Records to use –
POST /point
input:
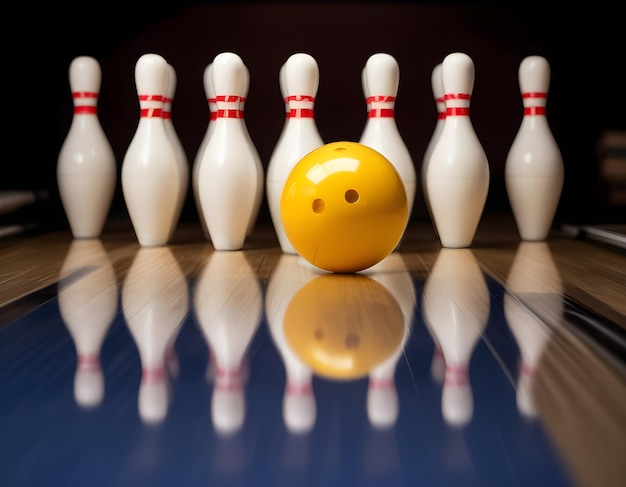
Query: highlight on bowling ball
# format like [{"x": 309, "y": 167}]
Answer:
[
  {"x": 344, "y": 207},
  {"x": 343, "y": 325}
]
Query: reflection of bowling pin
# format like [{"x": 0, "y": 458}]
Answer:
[
  {"x": 456, "y": 304},
  {"x": 181, "y": 156},
  {"x": 299, "y": 80},
  {"x": 437, "y": 87},
  {"x": 299, "y": 407},
  {"x": 457, "y": 174},
  {"x": 382, "y": 396},
  {"x": 228, "y": 173},
  {"x": 86, "y": 168},
  {"x": 533, "y": 305},
  {"x": 228, "y": 305},
  {"x": 534, "y": 171},
  {"x": 150, "y": 170},
  {"x": 87, "y": 303},
  {"x": 381, "y": 79},
  {"x": 210, "y": 96},
  {"x": 155, "y": 301}
]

Your instructions –
Put every line of the rows above into a JSON list of strings, one string per line, with blank lines skipped. Leave the pictures out of the list.

Result for this task –
[
  "POST /point",
  "input:",
  "Query: highlight on bowling ball",
  "# format like [{\"x\": 309, \"y\": 167}]",
  "Answer:",
  "[",
  "  {\"x\": 344, \"y\": 207},",
  "  {\"x\": 343, \"y\": 325}",
  "]",
  "Query: reflection of bowling pin",
  "# format like [{\"x\": 0, \"y\": 458}]",
  "Answer:",
  "[",
  "  {\"x\": 456, \"y\": 304},",
  "  {\"x\": 181, \"y\": 156},",
  "  {\"x\": 299, \"y\": 80},",
  "  {\"x\": 437, \"y\": 87},",
  "  {\"x\": 299, \"y\": 407},",
  "  {\"x\": 457, \"y\": 174},",
  "  {\"x\": 382, \"y\": 396},",
  "  {\"x\": 228, \"y\": 173},",
  "  {\"x\": 86, \"y\": 168},",
  "  {\"x\": 533, \"y\": 305},",
  "  {\"x\": 228, \"y\": 305},",
  "  {\"x\": 534, \"y\": 171},",
  "  {\"x\": 150, \"y\": 170},",
  "  {\"x\": 87, \"y\": 303},",
  "  {\"x\": 381, \"y\": 79},",
  "  {\"x\": 210, \"y\": 96},",
  "  {\"x\": 155, \"y\": 301}",
  "]"
]